**Data extract**:
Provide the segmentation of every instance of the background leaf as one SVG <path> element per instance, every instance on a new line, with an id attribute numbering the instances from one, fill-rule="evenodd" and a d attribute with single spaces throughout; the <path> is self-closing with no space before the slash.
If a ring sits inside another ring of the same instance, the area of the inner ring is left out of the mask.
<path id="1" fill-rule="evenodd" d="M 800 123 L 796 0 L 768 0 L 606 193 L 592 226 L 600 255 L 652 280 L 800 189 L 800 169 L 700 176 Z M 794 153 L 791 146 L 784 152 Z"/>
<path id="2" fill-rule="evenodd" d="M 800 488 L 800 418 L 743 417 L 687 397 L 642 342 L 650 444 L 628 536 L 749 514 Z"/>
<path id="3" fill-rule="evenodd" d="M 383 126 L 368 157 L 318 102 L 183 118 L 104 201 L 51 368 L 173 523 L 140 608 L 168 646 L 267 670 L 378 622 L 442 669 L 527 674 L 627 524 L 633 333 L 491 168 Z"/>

**What to do**: Quote every line of the data, word for word.

**Problem solution**:
Provide the segmentation of every instance of the background leaf as one SVG <path> element per instance, every instance on a new line, with an id attribute numbering the instances from one, fill-rule="evenodd" and a d attribute with single spaces throughout; the <path> is self-closing with no space before the slash.
If a ring sits inside another ring of the same instance, the area of the inner ring is left out of the mask.
<path id="1" fill-rule="evenodd" d="M 800 123 L 796 0 L 768 0 L 606 193 L 592 226 L 600 255 L 652 280 L 800 189 L 800 169 L 700 176 Z M 794 153 L 791 146 L 784 152 Z"/>
<path id="2" fill-rule="evenodd" d="M 800 488 L 800 418 L 743 417 L 687 397 L 642 342 L 650 444 L 628 536 L 749 514 Z"/>
<path id="3" fill-rule="evenodd" d="M 383 126 L 368 157 L 318 102 L 183 118 L 104 201 L 51 368 L 173 523 L 140 608 L 168 646 L 267 670 L 378 622 L 442 669 L 527 674 L 627 524 L 633 333 L 491 168 Z"/>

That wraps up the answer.